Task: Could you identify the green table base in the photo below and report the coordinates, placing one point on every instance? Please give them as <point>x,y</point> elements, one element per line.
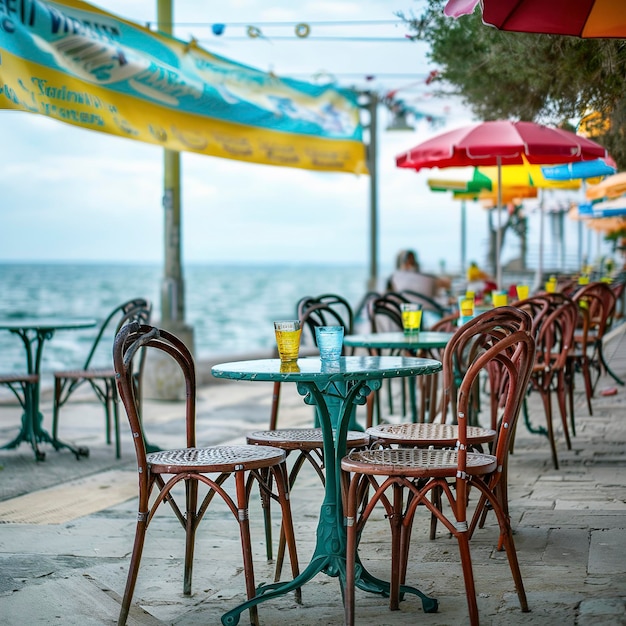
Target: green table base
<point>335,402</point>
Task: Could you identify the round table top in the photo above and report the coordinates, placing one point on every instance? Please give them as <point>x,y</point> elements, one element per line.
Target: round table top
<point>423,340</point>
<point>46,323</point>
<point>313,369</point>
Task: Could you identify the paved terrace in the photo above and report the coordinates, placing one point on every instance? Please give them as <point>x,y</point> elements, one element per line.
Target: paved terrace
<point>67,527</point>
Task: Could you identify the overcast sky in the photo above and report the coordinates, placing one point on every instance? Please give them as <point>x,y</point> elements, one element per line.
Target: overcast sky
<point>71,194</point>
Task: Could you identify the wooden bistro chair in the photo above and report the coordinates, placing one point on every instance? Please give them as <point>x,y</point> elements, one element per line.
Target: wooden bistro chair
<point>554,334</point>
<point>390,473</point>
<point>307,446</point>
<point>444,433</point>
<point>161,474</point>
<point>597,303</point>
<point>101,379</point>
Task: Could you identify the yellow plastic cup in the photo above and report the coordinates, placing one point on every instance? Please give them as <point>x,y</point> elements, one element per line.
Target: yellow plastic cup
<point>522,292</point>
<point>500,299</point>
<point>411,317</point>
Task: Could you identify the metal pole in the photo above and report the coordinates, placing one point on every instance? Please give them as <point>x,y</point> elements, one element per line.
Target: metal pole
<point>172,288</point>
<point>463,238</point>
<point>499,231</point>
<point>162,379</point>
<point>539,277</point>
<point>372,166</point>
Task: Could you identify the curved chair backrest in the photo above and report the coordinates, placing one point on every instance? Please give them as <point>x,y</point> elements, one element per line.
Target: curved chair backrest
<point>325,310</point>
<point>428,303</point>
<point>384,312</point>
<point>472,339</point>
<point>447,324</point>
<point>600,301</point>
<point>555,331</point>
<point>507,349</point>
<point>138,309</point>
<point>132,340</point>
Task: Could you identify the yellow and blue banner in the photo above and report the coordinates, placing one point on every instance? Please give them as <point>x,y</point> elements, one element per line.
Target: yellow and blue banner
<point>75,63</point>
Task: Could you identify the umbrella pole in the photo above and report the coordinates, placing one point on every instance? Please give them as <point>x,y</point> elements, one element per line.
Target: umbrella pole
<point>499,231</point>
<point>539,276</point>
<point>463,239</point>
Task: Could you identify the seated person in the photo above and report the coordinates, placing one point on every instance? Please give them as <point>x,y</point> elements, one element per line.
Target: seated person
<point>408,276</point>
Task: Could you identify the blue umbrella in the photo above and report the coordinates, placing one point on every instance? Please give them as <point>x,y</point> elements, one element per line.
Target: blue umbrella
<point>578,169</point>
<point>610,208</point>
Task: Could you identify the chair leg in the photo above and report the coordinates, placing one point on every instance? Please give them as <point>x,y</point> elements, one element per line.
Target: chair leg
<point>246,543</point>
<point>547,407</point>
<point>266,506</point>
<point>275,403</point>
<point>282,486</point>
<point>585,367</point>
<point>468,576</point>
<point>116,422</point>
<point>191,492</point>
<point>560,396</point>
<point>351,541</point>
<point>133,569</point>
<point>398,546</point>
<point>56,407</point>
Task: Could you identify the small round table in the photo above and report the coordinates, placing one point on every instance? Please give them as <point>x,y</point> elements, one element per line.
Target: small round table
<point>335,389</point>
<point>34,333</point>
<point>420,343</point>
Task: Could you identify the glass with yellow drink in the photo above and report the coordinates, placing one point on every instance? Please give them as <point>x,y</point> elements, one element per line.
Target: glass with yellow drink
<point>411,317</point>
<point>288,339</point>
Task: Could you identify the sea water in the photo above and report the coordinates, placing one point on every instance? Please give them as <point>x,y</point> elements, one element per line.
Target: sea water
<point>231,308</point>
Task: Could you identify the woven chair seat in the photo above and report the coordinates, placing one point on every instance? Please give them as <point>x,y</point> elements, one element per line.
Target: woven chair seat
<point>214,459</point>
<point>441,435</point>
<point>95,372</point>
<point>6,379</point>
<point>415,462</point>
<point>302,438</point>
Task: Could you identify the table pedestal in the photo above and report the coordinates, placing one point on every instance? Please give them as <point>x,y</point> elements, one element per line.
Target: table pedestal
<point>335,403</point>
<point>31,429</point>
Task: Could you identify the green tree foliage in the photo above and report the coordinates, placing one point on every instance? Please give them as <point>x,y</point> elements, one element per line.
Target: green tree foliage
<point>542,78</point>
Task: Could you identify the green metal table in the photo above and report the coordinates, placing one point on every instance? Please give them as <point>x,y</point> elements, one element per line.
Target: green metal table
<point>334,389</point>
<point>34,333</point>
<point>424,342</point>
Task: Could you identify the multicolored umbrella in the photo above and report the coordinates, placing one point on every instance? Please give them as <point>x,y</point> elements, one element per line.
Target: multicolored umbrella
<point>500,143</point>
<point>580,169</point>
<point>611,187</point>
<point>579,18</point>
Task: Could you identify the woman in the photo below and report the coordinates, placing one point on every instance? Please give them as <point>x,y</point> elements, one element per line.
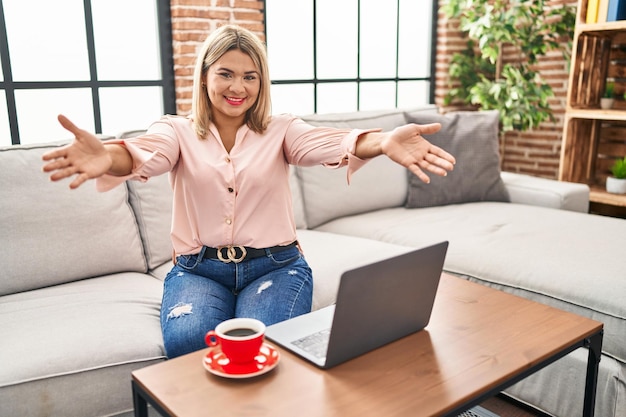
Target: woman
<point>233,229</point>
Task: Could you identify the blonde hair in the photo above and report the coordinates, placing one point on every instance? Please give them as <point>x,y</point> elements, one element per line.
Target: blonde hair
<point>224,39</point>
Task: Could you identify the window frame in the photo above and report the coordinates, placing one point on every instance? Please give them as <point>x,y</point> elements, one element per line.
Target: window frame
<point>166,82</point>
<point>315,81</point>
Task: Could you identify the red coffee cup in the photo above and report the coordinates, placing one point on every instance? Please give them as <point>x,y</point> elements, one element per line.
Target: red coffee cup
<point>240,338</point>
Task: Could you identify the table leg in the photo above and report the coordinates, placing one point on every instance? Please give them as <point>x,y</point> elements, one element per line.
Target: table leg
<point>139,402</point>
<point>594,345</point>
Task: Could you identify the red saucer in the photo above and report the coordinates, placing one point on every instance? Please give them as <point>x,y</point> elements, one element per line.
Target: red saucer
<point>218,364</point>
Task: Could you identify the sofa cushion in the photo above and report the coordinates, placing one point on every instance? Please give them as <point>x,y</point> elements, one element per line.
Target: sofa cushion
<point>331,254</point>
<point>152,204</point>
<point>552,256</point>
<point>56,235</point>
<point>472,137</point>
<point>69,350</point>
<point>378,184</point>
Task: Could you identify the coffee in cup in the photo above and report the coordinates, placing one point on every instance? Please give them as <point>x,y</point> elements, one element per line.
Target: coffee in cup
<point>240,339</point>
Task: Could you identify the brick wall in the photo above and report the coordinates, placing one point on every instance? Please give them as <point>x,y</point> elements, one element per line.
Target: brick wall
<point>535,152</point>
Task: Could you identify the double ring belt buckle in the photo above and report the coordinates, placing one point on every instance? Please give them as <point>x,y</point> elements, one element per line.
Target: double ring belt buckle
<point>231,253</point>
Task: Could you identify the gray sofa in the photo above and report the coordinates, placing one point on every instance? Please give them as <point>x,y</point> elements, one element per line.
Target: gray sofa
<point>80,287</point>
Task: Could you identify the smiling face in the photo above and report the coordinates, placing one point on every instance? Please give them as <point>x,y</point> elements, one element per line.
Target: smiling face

DIRECTION:
Rewrite every one of the items above, changing each "Target" to "Label" and keeping everything else the same. Leave the pictures out of your version.

THE COMPLETED TASK:
Task: Could you identify the green table base in the photo below and report the coordinates, placing one point on every instance? Please give them as <point>x,y</point> elements, one element per line.
Label: green table base
<point>335,402</point>
Task: Could you identify the round table top in the photo above and report the coordinates, placing one point on every instance? Please give them as <point>x,y</point> elements, one element per line.
Label: round table top
<point>423,340</point>
<point>46,323</point>
<point>313,369</point>
Task: Could you identify the paved terrace in the photo above and report the coordinates, placing one point on every instance? Please give them as <point>x,y</point> elements, one element per line.
Label: paved terrace
<point>67,527</point>
Task: Could you identify the overcast sky in the photo above and report the coordinates, placing one point on every instance? Please give them as <point>x,y</point> elements, one element per line.
Label: overcast sky
<point>71,194</point>
Task: Could you identify the wooden bistro chair in the photo above and report the coordinates, placing one point on every instance? Please give them as <point>x,y</point> elements, one element per line.
Label: wooden bistro chair
<point>554,334</point>
<point>390,473</point>
<point>307,446</point>
<point>444,433</point>
<point>161,474</point>
<point>597,303</point>
<point>101,379</point>
Task: Could you identify the yellow plastic cup in the photo above and report the coordinates, placing one point on every instance? Please give them as <point>x,y</point> elements, one element per line.
Label: yellow plastic cup
<point>522,292</point>
<point>500,299</point>
<point>411,317</point>
Task: Could you identify the metal pole in the photo above and report the coordinates, placing one point on every instance? Please give them as <point>x,y</point> elements, one element per line.
Label: metal pole
<point>172,288</point>
<point>463,238</point>
<point>499,231</point>
<point>162,379</point>
<point>539,277</point>
<point>372,166</point>
Task: Could you identify the curved chair backrest in the photo above and report the coordinates, placing one point on every instance? Please give them as <point>x,y</point> elements, one element per line.
Label: curved chair backrest
<point>325,310</point>
<point>428,303</point>
<point>384,312</point>
<point>472,339</point>
<point>447,324</point>
<point>600,301</point>
<point>555,331</point>
<point>507,349</point>
<point>138,309</point>
<point>132,340</point>
Task: Could you identify the yellow and blue banner in the photo above and report the coordinates, placing one point on every instance? Please give them as <point>x,y</point> elements, one element per line.
Label: yellow and blue banner
<point>75,63</point>
Task: Could you identify the umbrella pole in the photo above and report the coordinates, placing one point on every instance? Please give them as <point>x,y</point> elements, one element per line.
Label: umbrella pole
<point>499,231</point>
<point>539,276</point>
<point>463,239</point>
Task: Could you identify the seated person in the photo above and report the coordinates, placing one point on every instance? Please give them as <point>x,y</point> elements, one element per line.
Label: seated person
<point>408,276</point>
Task: Could you identify the blue umbrella in the photo above and report the coordinates, placing one point on every instance? Please give them as <point>x,y</point> elements, one element per line.
Label: blue umbrella
<point>578,169</point>
<point>610,208</point>
Task: Could you identify the chair leg in the photo above and report the coordinates, placing one point on every instance? Please give them as <point>x,y</point> elements, one element per line.
Label: chair leg
<point>246,543</point>
<point>547,407</point>
<point>266,506</point>
<point>275,403</point>
<point>282,486</point>
<point>585,367</point>
<point>468,576</point>
<point>116,422</point>
<point>191,492</point>
<point>560,396</point>
<point>351,541</point>
<point>133,569</point>
<point>398,546</point>
<point>56,407</point>
Task: Could you identify the small round table in the photo above and report the coordinates, placing one point on every instance? Please give them as <point>x,y</point> elements, one element per line.
Label: small round table
<point>335,389</point>
<point>34,333</point>
<point>420,343</point>
Task: Could you identify the glass with yellow drink in the photo above and report the coordinates, placing one point on every instance? Please give them as <point>x,y</point> elements, one element per line.
Label: glass with yellow drink
<point>411,317</point>
<point>288,339</point>
Task: Could you identify the sea water in the photo above and report the coordinates, placing one point on every instance? Please give them as <point>x,y</point> elements, one element per line.
Label: sea water
<point>231,308</point>
Task: Could you identify the woven chair seat in the photo above and report the coordinates, placing one point on every instance? Please give them as <point>x,y</point> elements, one element per line.
Label: woven chair seat
<point>214,459</point>
<point>441,435</point>
<point>95,372</point>
<point>6,379</point>
<point>415,462</point>
<point>302,438</point>
Task: Could you identify the table pedestal in the photo above and report the coordinates, placing one point on every instance? Please give them as <point>x,y</point> elements, one element per line.
Label: table pedestal
<point>335,403</point>
<point>31,429</point>
Task: Could you identify the green tree foliage in the photo above and report the coordinates, placing one point on every instance? Please give them as <point>x,y</point> elements, one element per line.
Label: green tree foliage
<point>542,78</point>
Task: Could you identify the green metal table in the photo above and report the coordinates, placing one point on every instance? Please give them as <point>x,y</point> elements, one element per line.
Label: green metal table
<point>334,389</point>
<point>34,333</point>
<point>424,342</point>
Task: Could you identify the multicolored umbrella in the photo above and report the coordinates, placing one point on every instance? Please give them as <point>x,y</point> elements, one element per line.
Label: multicolored umbrella
<point>500,143</point>
<point>580,169</point>
<point>611,187</point>
<point>579,18</point>
Task: Could you identify the woman in the photo below and report the coordinates, placing one point on every instance? Please give them as <point>x,y</point> elements, one element per line.
Label: woman
<point>233,229</point>
Task: Could you identify the blonde hair in the photo above and report the coordinates, placing one point on every instance? Please give them as <point>x,y</point> elements, one element per line.
Label: blonde hair
<point>224,39</point>
Task: Could you identify the window frame in the photo above and report the coordinates, placing one point on every instance? Please give them as <point>x,y</point> elements, one element per line.
Label: window frame
<point>166,82</point>
<point>315,81</point>
Task: Could you identify the red coffee cup in the photo above and report the coordinates, placing one point on every instance? Please give them as <point>x,y</point> elements, one element per line.
Label: red coffee cup
<point>240,338</point>
Task: Could you identify the table leg in the photo above and report the coordinates, placing one point on every instance? Please give them as <point>x,y</point> elements, one element per line.
Label: table leg
<point>139,402</point>
<point>594,345</point>
Task: Could you identify the red saucer in the photo above and report the coordinates, placing one point on every instance? Please give them as <point>x,y</point> elements, one element per line.
Label: red saucer
<point>218,364</point>
Task: Could you identify the sofa cushion in the photo above and report the coordinates, placing one point on every instance? Please give them as <point>x,y</point> elements, one element per line.
Label: sofa cushion
<point>331,254</point>
<point>152,204</point>
<point>552,256</point>
<point>56,235</point>
<point>472,137</point>
<point>69,350</point>
<point>378,184</point>
Task: Could you identify the coffee in cup in the photo above and report the coordinates, placing one point on every instance? Please give them as <point>x,y</point> elements, one element per line.
Label: coffee in cup
<point>240,339</point>
Task: Could you identify the brick wall in the photo above and report the coordinates, placing one point on every instance? Please give them as <point>x,y</point> elements, one element per line.
Label: brick wall
<point>535,152</point>
Task: Could you identify the double ring belt buckle in the photo above and report the coordinates, placing one point on every instance? Please give them as <point>x,y</point> elements, one element per line.
Label: double ring belt buckle
<point>231,253</point>
Task: Could you identify the gray sofa in the photo above and report the coordinates, placing one point on every instance? Please give them as <point>x,y</point> elements, one element per line.
Label: gray sofa
<point>80,287</point>
Task: Could you identify the smiling face in the photo above and report the coordinates, placing one point on every instance? Please give them as <point>x,y</point> elements, one element per line.
Label: smiling face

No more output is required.